Point localization data
########

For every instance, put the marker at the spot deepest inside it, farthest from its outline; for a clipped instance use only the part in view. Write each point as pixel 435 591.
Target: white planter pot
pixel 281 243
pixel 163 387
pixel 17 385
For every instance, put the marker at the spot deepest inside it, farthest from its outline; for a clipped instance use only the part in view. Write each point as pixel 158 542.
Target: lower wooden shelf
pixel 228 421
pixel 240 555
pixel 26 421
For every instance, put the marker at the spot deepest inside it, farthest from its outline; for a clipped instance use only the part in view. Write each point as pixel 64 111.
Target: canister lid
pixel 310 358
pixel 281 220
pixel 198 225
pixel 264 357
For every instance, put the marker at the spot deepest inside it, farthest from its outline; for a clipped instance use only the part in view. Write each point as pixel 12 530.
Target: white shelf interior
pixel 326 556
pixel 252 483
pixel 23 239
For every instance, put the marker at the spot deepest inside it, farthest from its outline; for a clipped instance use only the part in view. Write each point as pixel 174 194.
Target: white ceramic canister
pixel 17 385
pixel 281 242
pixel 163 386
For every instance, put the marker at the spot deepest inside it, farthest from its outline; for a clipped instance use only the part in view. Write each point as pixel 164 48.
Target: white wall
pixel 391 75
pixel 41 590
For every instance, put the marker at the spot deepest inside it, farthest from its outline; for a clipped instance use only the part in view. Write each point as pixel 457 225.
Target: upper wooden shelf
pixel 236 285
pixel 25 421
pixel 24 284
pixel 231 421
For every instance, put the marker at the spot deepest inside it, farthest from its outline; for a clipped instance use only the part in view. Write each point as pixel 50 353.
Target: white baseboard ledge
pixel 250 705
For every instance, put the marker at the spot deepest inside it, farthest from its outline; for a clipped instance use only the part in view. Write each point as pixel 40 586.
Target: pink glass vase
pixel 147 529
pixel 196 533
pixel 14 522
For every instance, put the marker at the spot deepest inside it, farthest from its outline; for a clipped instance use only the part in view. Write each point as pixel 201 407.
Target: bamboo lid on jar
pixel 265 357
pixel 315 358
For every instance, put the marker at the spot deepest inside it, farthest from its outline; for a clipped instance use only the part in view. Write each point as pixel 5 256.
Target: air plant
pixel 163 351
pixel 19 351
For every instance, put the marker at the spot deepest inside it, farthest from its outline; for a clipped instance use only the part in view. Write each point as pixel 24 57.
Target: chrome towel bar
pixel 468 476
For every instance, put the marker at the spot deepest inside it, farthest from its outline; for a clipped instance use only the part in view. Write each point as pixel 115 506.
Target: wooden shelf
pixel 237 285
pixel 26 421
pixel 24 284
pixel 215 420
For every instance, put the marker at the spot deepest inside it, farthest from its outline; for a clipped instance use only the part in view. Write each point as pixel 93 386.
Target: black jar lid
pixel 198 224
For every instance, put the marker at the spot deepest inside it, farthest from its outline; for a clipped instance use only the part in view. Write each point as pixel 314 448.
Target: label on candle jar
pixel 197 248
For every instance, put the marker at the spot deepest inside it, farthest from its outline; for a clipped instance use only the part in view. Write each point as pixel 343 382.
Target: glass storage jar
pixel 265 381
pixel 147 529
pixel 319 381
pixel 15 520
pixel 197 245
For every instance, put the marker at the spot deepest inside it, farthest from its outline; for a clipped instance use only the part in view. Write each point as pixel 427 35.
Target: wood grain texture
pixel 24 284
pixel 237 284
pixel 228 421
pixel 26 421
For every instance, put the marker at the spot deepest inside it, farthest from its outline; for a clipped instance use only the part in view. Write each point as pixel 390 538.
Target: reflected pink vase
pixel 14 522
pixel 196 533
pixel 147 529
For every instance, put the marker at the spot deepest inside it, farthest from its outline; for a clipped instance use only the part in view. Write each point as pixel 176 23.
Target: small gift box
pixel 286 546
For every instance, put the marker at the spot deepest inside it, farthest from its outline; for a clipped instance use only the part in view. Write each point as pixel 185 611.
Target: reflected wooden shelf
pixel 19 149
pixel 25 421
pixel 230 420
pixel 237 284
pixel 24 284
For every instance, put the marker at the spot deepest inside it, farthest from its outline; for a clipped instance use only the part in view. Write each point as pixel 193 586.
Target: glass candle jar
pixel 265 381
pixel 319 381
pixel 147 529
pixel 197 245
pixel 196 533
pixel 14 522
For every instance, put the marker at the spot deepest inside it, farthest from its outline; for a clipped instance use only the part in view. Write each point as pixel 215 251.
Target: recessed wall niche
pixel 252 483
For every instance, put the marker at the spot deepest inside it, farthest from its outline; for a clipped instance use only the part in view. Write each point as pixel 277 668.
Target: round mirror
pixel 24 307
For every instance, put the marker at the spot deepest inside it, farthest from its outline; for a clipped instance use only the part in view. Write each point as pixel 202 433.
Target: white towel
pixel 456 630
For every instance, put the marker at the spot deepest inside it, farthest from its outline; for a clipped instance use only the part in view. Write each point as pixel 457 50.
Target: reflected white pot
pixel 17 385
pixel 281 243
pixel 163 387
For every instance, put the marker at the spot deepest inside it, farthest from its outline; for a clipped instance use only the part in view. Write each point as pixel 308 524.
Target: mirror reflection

########

# Problem to solve:
All entries are to be retyped with no difference from the original.

# Reply:
For every instance, put the marker at the spot deepest inside it, farthest from its outline; for a clipped instance use only the part in view. Write each point as pixel 435 591.
Target: white planter pot
pixel 281 243
pixel 163 387
pixel 17 385
For every instance, put the marker at the spot deepest inside it, farthest from its outline; for a clipped instance use only the part in view. Write each point as pixel 158 542.
Target: lower wooden shelf
pixel 228 421
pixel 240 555
pixel 26 421
For every instance, put the marker at the spot deepest inside it, farthest from its outline; for a clipped instance use only the part in view. Write each point as pixel 64 111.
Target: canister lid
pixel 310 358
pixel 281 220
pixel 198 225
pixel 264 357
For every instance, put the marker at the spot deepest inside it, farthest from its outline; for a clipped instance use only the part in view. Write each point as pixel 12 530.
Target: white shelf interior
pixel 326 556
pixel 252 483
pixel 23 239
For every instance, put the marker at the spot deepest inside it, farthest from its outline; for a clipped instance use only the part in view. Write each point as pixel 174 194.
Target: white ceramic canister
pixel 17 385
pixel 281 242
pixel 163 386
For every instance, put the marker at the spot deepest inside it, farthest from its outline; for a clipped instance use only the part in view. Write each point as pixel 164 48.
Target: white wall
pixel 391 75
pixel 41 590
For every instance, put the marker at the spot deepest inside it, farthest from its outline; for a clipped instance use only the part in view. Write each point as pixel 457 225.
Target: upper wooden shelf
pixel 236 285
pixel 25 421
pixel 24 284
pixel 231 421
For every instance, put the marker at the spot deepest inside it, farthest from its outline; for a clipped instance use only the part in view. Write each point as pixel 50 353.
Target: white baseboard ledge
pixel 250 705
For every instance, put the marker at the spot deepest inside it, farthest from its outline; for a clipped instance use only the part in view. Write each point as pixel 40 586.
Target: pink glass vase
pixel 147 529
pixel 196 533
pixel 14 522
For every instance, put the marker at the spot deepest inside it, farthest from its outline; for a clipped instance use only the part in view. Write each point as pixel 201 407.
Target: bamboo lid on jar
pixel 265 357
pixel 315 358
For every instance, put the marker at the spot deepest inside it, farthest from its outline; for a clipped instance use only the part in view. Write each point as pixel 5 256.
Target: air plant
pixel 163 351
pixel 19 351
For every instance, put the marker at the spot deepest inside it, farthest from its outline; for a clipped instance use only the part in view. Write each point as pixel 24 57.
Target: chrome towel bar
pixel 468 476
For every instance, put the marker at the spot deepest inside it, farthest from its outline; for a clipped instance use only the part in view. Write each point as pixel 115 506.
Target: wooden shelf
pixel 237 285
pixel 26 421
pixel 24 284
pixel 215 420
For every instance, put the marker at the spot deepest inside it, farthest from its outline; for a clipped instance use only the part in view. Write each point as pixel 93 386.
Target: black jar lid
pixel 198 224
For every instance, put the marker at the spot deepest inside it, farthest from its outline; for a clipped instance use only the part in view. Write each point as pixel 314 448.
Target: label on candle jar
pixel 197 248
For every instance, put the marker at the spot deepest inside it, farthest from its outline; for a clipped instance use only the part in view. Write each point as pixel 343 382.
Target: glass storage jar
pixel 265 381
pixel 147 529
pixel 319 381
pixel 15 520
pixel 197 245
For every instance, put the marker at the spot deepest inside it, farthest from its outline; for a clipped instance use only the part in view. Write each point as pixel 427 35.
Target: wood grain texture
pixel 24 284
pixel 237 284
pixel 228 421
pixel 26 421
For every instance, put the marker at the spot deepest inside it, farthest from its outline; for a clipped instance use only the part in view. Write each point as pixel 390 538.
Target: reflected pink vase
pixel 14 522
pixel 196 533
pixel 147 529
For every instance, put the marker at the spot deepest inside it, farthest from its outline; for a clipped instance use only the part in view. Write each point as pixel 176 23.
Target: small gift box
pixel 286 546
For every instance, put the marker at the spot deepest inside it, farthest from its outline; for a clipped instance use only the part in view. Write each point as pixel 185 611.
Target: reflected wooden shelf
pixel 19 149
pixel 25 421
pixel 230 420
pixel 237 284
pixel 24 284
For every instance, put the marker at the spot deepest inside it, farthest from its outline; for a clipped instance use only the part in view. Write each point as pixel 193 586.
Target: glass candle jar
pixel 265 381
pixel 319 381
pixel 147 529
pixel 197 245
pixel 196 533
pixel 14 522
For every instance, put the marker at the spot deepest inside it, farthest from its outline; for a clipped instance use only the part in view. Write each point as pixel 215 251.
Target: recessed wall niche
pixel 252 483
For every instance, put the marker at the spot deepest inside it, farthest from its outline; for a clipped instance use only the part in view. Write each point as pixel 277 668.
Target: round mirror
pixel 24 307
For every instance, put the marker at the spot deepest inside it, farthest from its outline; for a clipped instance use only the part in view. Write each point as pixel 202 433.
Target: white towel
pixel 456 630
For every instance, put the marker at the spot deepest inside it, farthest from its outline; for a clipped instance use only the part in view. Write each point as pixel 457 50.
Target: reflected white pot
pixel 17 385
pixel 281 243
pixel 163 387
For every instance, put the marker at the spot deepest inside it, farthest from its outline; for a clipped instance use only the part in view. Write each point as pixel 308 524.
Target: mirror reflection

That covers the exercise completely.